CUDA error: unspecified launch failure

Shen · June 1, 2022, 5:32pm

Hi, recently my PyTorch ran into an issue:

RuntimeError: CUDA error: unspecified launch failure
CUDA kernel errors might be asynchronously reported at some other API call, so the stacktrace below might be incorrect.

After this, the GPU got lost. Typing nvidia-smi gave

Unable to determine the device handle for GPU 0000:02.00.0: Unknown Error

Unfortunately this is all information the terminal displayed. However, by going through this discussion, I can conditionally make the code run by doing one of these:

1. Set CUDA_LAUNCH_BLOCKING=1. Surprisingly, this did not provide additional error info. Instead, the program ran properly after setting this, with the cost of 5x-6x training time.

◆ Exercise aim:
Copy out the entire forum post about the CUDA unspecified launch failure, word for word.

◆ Exercise data:
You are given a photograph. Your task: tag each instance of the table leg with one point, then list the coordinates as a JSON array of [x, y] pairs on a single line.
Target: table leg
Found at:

◆ Reply:
CUDA error: unspecified launch failure

Shen · June 1, 2022, 5:32pm

Hi, recently my PyTorch ran into an issue:

RuntimeError: CUDA error: unspecified launch failure
CUDA kernel errors might be asynchronously reported at some other API call, so the stacktrace below might be incorrect.

After this, the GPU got lost. Typing nvidia-smi gave

Unable to determine the device handle for GPU 0000:02.00.0: Unknown Error

Unfortunately this is all information the terminal displayed. However, by going through this discussion, I can conditionally make the code run by doing one of these:

1. Set CUDA_LAUNCH_BLOCKING=1. Surprisingly, this did not provide additional error info. Instead, the program ran properly after setting this, with the cost of 5x-6x training time.